How I Learned to Stop Negative Thinking
Twelve years ago after I graduated from college I spiraled into a deep dark depression. I didn’t know what I wanted to do with my life, I was dating an awful guy who refused to kiss me, and I was so anxious all the time that I barely ate anything. I asked a nurse friend to help me find a therapist. The therapist recommended that I read Wayne W. Dyer’s Your Erroneous Zones. It may sound cliché, but this book changed my life.
I was 22 and thought that happiness was something that would happen to me. What I didn’t realise—that Dyer taught me—is I am in control of my own thoughts. There was no one holding a gun to my head telling me to be unhappy. My own negative thoughts were pushing me downward. “Change the way you think and you can change your whole life,” is a concept he preaches and one I have regularly referred to since that dark period. It took time before I overcame the depression, but in the end I did. Although it’s impossible to really end negative thoughts, it’s worth it to try and eliminate them. Practice these techniques on a daily basis, and you’ll find yourself being more positive and ultimately leading a happier life.

◆ **Supplied records**
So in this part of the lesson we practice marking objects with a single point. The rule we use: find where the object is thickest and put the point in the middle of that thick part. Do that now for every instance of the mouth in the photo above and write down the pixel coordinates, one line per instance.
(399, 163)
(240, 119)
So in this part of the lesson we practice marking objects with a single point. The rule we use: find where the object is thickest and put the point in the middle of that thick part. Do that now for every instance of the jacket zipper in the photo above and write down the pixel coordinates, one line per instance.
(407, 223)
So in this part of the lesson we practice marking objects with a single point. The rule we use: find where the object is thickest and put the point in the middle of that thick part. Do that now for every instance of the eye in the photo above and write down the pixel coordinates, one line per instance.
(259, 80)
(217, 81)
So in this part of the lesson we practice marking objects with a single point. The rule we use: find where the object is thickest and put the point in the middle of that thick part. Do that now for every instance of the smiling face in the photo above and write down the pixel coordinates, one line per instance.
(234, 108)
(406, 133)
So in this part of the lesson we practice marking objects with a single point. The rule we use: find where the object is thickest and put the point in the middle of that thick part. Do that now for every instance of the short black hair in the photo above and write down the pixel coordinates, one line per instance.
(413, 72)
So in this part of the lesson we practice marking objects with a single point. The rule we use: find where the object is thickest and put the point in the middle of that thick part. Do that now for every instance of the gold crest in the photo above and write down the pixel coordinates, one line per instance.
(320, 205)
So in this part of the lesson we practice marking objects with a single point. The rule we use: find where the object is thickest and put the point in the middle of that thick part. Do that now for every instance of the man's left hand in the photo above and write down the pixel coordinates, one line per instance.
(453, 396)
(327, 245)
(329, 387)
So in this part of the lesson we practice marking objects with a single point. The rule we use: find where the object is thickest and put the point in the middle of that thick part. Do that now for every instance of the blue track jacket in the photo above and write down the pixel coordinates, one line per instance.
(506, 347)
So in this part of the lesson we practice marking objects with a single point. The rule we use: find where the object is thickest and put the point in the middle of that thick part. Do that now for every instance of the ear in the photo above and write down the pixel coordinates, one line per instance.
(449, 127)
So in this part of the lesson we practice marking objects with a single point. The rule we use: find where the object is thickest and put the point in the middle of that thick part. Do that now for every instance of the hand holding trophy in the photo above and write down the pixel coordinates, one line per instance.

◆ **Things to do**
1/ In the essay on stopping negative thinking, list each trouble the writer names in the sentence beginning "I didn't know what I wanted to do with my life."
2/ Pick up the essay on stopping negative thinking after its last sentence and keep writing.

◆ **Activity answers**
1/
- Not knowing what to do with their life
- Dating an awful guy who refused to kiss them
- Being so anxious all the time that they barely ate anything

2/
When you find yourself thinking nothing but negative thoughts, it’s hard to snap yourself out of it. Get together with a trusted friend or family member and talk about what’s getting you down. If it’s a situation that involves other parties (you didn’t get promoted at work or got into a fight with your maid of honour), talk about how you can deal with the issue in a positive way. Look for solutions rather than dwelling negatively on what happened. If your negative thoughts are suicidal, make an appointment with a therapist or your doctor.
You are the only person in your brain, therefore you are the only one who can control your thoughts. If you recognise that you’re starting to negative think, nip the bad thoughts in the butt. I have a horrible tendency to snowball negative think. Snowball thinking is where you start thinking one small negative thing and the more you ruminate about it, the bigger the problem becomes and the worse the situation seems. Here’s an example: I stayed late the last three nights. I don’t get paid overtime and my boss has not noticed my efforts. This means she probably won’t give me a raise. If I don’t get a raise, I won’t be able to move into a new apartment with my boyfriend. We’ll fight about it, and he’ll dump me. I will end up as a poor old maid. Working late doesn’t mean that you’ll end up alone—see why snowball thinking can be bad? If you notice yourself starting to spiral on this track, tell yourself, “sStop negative thinking.” Take a deep breath, read a book to get your mind on something else, or count backward from 10 to calm yourself and clear your mind.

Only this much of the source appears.